=== Request ===
Count the lines in the data below that contain the string "foreground". Reply with the number alone.

Collection entries
--- start ---
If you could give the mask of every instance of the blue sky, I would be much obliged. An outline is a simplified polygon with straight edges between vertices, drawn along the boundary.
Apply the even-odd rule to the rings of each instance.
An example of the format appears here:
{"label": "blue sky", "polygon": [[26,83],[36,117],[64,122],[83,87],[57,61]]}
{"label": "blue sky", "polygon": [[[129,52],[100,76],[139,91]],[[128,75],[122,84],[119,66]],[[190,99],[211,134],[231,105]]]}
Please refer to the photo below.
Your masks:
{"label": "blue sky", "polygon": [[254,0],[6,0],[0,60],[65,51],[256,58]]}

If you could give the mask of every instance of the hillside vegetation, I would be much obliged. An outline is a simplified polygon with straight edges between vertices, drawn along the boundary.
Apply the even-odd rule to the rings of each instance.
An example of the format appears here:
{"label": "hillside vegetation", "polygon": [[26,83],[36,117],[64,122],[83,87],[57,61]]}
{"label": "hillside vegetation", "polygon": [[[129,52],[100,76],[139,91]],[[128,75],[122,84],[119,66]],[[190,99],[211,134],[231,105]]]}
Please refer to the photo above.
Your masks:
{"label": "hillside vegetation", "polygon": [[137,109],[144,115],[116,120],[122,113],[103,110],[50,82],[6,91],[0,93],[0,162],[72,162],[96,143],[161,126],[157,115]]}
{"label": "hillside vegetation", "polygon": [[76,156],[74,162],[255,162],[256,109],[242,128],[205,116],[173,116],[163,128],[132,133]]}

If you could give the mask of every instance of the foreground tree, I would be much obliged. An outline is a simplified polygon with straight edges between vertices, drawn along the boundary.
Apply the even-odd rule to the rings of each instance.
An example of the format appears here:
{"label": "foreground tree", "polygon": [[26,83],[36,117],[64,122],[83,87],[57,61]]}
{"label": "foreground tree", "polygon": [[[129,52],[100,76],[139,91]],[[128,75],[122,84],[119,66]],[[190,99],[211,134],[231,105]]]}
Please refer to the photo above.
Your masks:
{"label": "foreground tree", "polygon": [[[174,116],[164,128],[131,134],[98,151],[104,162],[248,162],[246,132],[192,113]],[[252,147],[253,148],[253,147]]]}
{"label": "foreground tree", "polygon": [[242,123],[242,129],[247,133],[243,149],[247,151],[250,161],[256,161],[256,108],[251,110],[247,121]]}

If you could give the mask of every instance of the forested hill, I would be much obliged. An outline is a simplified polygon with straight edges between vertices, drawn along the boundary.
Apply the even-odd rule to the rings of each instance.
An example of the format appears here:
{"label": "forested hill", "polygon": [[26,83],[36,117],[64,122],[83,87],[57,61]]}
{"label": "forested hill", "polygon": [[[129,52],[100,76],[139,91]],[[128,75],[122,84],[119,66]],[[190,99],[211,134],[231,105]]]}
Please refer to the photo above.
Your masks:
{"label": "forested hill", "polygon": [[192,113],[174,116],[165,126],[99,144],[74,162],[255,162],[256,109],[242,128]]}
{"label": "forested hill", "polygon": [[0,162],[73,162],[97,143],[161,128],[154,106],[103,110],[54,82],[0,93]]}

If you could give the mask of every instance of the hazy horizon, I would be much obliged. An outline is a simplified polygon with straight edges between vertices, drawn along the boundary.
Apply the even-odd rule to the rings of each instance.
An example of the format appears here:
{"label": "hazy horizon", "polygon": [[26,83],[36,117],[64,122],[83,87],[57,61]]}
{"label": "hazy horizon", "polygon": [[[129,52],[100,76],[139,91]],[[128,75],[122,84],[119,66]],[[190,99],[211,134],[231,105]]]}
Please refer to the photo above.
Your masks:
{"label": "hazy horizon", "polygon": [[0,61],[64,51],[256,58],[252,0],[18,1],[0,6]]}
--- end ---
--- start ---
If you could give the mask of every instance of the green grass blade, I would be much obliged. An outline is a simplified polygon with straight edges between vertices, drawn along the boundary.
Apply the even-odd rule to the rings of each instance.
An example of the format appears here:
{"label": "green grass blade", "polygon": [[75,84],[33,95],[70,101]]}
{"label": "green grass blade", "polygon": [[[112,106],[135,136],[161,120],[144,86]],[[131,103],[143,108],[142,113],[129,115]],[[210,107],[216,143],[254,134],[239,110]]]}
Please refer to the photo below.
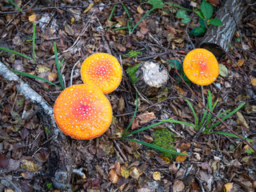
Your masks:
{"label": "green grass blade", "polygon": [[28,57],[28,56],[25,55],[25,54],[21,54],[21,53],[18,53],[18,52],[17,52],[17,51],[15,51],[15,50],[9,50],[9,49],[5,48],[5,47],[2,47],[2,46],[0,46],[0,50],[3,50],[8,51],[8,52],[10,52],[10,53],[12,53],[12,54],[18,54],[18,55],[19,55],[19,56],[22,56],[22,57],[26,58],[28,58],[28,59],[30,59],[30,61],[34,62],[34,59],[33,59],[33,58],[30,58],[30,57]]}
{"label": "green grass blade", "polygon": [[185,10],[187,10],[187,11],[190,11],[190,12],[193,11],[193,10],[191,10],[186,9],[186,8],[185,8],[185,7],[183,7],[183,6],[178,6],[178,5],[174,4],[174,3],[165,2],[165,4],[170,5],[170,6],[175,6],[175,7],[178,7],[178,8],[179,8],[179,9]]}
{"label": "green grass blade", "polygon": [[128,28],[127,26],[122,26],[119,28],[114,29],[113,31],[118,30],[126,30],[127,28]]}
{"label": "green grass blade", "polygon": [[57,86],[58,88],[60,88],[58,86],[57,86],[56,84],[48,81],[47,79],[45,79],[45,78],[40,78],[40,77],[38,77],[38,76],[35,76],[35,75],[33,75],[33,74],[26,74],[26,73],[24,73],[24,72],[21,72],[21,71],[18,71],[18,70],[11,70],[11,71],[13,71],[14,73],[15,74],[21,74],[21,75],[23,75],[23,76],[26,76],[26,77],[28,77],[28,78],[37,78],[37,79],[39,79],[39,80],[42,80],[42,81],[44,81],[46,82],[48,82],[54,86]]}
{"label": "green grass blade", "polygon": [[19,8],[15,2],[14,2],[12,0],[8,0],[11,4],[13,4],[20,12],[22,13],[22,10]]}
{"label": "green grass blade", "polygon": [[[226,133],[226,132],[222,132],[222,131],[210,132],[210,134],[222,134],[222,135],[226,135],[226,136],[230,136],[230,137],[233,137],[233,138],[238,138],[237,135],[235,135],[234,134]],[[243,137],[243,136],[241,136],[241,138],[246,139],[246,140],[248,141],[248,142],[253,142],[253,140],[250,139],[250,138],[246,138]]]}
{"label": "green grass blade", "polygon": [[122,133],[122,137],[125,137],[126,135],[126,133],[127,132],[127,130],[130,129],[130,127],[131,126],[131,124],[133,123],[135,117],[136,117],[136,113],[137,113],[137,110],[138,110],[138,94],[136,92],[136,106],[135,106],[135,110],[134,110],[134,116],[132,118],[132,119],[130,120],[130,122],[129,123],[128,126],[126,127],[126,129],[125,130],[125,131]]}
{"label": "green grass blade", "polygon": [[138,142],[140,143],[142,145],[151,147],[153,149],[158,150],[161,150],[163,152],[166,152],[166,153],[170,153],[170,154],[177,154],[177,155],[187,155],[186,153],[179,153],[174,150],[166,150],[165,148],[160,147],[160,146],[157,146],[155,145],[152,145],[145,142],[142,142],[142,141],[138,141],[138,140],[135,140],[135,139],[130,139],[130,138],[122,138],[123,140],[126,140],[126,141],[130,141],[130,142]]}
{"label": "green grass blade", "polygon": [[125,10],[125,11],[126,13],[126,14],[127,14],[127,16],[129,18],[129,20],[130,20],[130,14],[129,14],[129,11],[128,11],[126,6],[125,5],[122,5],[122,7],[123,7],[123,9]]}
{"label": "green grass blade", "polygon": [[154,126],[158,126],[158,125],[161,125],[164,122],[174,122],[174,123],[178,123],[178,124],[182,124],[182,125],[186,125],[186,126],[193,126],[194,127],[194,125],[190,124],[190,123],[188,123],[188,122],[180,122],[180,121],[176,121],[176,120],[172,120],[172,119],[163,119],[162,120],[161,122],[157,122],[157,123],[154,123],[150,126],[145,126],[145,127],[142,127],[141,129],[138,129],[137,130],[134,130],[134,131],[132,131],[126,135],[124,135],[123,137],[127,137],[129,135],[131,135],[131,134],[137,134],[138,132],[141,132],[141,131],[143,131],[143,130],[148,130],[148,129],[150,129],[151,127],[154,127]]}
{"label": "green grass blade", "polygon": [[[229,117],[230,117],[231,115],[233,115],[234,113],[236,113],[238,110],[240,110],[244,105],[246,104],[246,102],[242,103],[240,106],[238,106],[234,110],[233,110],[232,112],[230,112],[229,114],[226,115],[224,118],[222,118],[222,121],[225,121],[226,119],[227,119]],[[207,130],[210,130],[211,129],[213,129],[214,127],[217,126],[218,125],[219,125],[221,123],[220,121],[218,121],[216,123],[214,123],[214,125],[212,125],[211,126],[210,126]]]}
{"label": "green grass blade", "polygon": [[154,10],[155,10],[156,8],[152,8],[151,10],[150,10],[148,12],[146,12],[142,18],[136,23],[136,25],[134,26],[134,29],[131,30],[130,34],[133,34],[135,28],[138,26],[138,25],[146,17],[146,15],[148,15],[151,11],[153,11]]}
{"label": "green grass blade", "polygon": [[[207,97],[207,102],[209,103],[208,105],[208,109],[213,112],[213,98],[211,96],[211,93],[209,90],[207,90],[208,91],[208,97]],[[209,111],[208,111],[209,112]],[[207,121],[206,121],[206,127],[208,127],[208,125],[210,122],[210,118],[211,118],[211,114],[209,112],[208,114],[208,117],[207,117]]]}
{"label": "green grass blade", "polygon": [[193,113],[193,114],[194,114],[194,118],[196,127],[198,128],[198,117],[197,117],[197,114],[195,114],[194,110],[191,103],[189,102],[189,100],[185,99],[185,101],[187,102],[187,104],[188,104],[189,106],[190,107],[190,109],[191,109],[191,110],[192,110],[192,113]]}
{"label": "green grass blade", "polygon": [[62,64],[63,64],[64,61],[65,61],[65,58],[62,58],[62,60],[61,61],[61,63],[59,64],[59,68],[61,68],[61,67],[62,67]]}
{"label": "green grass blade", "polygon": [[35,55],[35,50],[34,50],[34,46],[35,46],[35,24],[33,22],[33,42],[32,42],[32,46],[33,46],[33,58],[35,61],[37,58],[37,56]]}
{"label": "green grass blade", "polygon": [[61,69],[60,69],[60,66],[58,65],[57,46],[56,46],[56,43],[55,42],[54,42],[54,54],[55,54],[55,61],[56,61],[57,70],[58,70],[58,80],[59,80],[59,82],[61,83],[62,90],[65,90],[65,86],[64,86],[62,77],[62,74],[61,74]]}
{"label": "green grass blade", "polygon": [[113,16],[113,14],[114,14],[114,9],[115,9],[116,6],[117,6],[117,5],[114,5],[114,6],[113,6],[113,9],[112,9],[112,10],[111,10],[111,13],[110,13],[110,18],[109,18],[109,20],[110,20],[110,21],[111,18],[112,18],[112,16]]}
--- end ---
=== Exercise response ===
5